[TAREA INDICADA]: Enumera, copiándolas tal cual, todas las líneas de los datos que contengan la palabra "blonde". Ten en cuenta que se distinguen mayúsculas y minúsculas.

[DATOS PROPORCIONADOS]:
• • •

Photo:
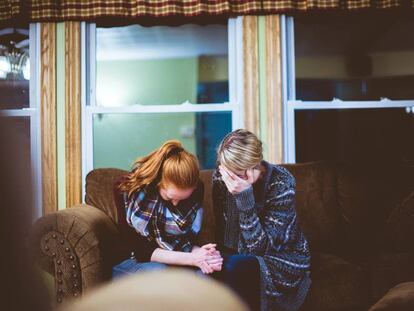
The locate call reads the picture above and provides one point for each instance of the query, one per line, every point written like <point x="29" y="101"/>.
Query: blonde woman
<point x="267" y="258"/>
<point x="160" y="214"/>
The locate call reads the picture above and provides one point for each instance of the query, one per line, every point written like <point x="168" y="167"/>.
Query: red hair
<point x="170" y="164"/>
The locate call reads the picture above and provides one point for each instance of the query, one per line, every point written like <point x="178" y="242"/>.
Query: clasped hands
<point x="207" y="258"/>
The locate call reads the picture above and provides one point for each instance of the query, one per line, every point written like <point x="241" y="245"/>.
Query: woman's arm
<point x="278" y="219"/>
<point x="219" y="203"/>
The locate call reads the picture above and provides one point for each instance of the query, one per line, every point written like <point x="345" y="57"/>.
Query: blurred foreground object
<point x="172" y="289"/>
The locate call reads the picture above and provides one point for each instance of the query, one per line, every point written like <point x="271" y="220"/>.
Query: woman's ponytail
<point x="169" y="164"/>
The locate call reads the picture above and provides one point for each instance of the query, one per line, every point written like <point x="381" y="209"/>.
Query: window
<point x="19" y="103"/>
<point x="349" y="92"/>
<point x="150" y="84"/>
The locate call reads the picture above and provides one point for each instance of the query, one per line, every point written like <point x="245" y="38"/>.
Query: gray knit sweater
<point x="262" y="222"/>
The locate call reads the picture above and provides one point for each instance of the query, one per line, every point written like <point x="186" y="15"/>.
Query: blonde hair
<point x="170" y="164"/>
<point x="240" y="150"/>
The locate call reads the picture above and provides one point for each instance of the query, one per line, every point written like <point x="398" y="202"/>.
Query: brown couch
<point x="357" y="221"/>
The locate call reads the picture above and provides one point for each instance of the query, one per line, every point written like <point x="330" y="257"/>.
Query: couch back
<point x="340" y="208"/>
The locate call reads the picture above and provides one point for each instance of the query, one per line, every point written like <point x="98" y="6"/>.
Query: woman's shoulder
<point x="279" y="176"/>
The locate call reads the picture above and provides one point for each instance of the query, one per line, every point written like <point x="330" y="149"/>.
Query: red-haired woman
<point x="160" y="213"/>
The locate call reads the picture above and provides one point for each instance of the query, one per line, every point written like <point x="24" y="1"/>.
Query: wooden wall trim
<point x="274" y="102"/>
<point x="251" y="75"/>
<point x="48" y="116"/>
<point x="73" y="113"/>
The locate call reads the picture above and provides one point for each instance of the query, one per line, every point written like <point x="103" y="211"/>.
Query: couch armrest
<point x="77" y="246"/>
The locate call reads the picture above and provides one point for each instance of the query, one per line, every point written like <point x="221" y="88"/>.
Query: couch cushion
<point x="366" y="195"/>
<point x="100" y="190"/>
<point x="336" y="285"/>
<point x="398" y="298"/>
<point x="316" y="204"/>
<point x="389" y="269"/>
<point x="400" y="225"/>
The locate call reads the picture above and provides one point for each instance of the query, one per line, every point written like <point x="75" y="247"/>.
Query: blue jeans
<point x="242" y="274"/>
<point x="131" y="266"/>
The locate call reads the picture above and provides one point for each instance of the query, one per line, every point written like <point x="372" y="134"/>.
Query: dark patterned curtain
<point x="60" y="10"/>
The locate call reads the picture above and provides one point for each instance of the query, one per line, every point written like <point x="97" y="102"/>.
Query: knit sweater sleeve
<point x="278" y="217"/>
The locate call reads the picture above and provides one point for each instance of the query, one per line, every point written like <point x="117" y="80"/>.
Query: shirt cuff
<point x="245" y="200"/>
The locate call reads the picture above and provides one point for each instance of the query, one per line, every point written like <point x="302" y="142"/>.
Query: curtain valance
<point x="86" y="10"/>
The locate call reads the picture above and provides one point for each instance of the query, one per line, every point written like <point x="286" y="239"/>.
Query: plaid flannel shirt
<point x="172" y="227"/>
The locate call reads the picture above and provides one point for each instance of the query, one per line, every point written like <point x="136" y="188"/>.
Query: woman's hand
<point x="234" y="183"/>
<point x="207" y="258"/>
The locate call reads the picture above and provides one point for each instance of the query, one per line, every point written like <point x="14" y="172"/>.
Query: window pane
<point x="354" y="57"/>
<point x="18" y="134"/>
<point x="354" y="135"/>
<point x="161" y="65"/>
<point x="14" y="68"/>
<point x="120" y="138"/>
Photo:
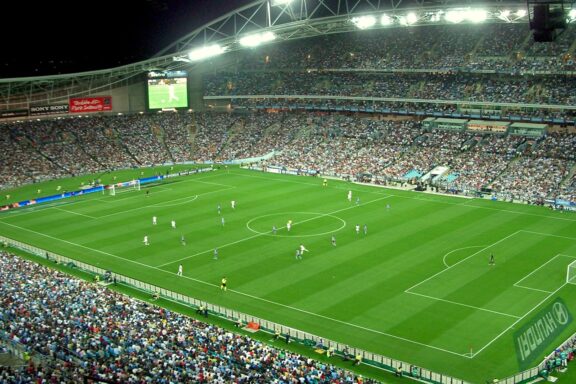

• • •

[SALIDA COMPLETA]:
Query: blonde woman
Query: blonde hair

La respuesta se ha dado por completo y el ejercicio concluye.